--- YOUR INSTRUCTIONS ---
How many lines of the material below contain the string "balcony"? Reply with the number alone.

--- PROVIDED RECORDS ---
▬▬▬
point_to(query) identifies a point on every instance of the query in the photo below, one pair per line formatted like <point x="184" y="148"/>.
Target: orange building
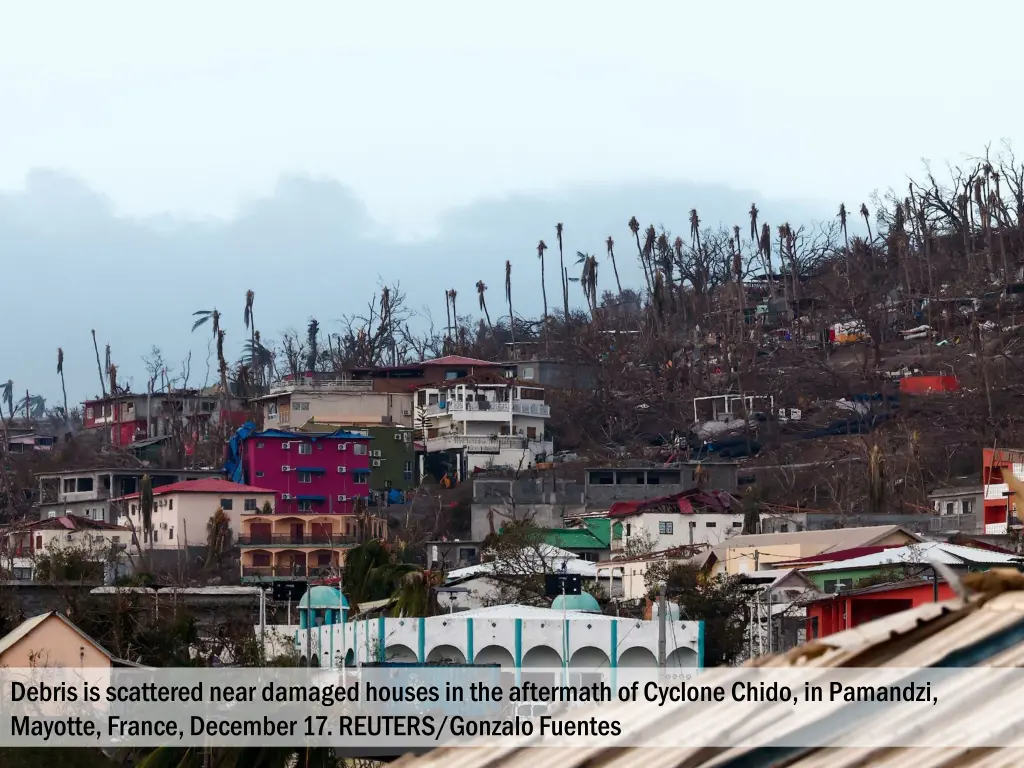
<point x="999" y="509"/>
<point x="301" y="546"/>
▬▬▬
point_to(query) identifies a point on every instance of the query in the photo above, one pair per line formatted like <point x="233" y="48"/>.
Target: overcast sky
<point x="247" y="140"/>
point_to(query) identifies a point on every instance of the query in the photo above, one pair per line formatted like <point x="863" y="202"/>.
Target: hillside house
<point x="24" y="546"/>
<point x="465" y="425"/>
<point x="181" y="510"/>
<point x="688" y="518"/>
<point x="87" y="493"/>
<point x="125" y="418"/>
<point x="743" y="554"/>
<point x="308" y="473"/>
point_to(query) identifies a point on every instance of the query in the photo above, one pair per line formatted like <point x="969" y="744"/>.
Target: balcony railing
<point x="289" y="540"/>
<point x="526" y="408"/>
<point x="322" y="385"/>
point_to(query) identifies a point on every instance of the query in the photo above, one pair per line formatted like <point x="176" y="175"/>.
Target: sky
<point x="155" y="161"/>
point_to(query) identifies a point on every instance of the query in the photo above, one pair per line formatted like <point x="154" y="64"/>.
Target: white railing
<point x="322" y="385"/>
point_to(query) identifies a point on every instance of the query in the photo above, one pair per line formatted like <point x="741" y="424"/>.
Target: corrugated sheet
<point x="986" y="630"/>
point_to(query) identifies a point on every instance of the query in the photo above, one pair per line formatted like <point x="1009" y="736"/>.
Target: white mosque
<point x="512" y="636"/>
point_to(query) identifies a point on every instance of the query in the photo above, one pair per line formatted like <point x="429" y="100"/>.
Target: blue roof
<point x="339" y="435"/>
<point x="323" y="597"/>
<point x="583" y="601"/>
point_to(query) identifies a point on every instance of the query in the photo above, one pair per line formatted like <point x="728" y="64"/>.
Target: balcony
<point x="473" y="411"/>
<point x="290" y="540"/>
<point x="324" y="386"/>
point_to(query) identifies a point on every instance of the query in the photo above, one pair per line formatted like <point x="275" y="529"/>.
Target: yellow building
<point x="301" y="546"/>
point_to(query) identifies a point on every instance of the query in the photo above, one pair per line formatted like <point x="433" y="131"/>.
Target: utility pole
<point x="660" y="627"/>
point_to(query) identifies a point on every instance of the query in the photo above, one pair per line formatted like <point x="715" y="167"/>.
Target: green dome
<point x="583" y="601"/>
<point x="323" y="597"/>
▬▬▬
--- EXERCISE RESPONSE ---
2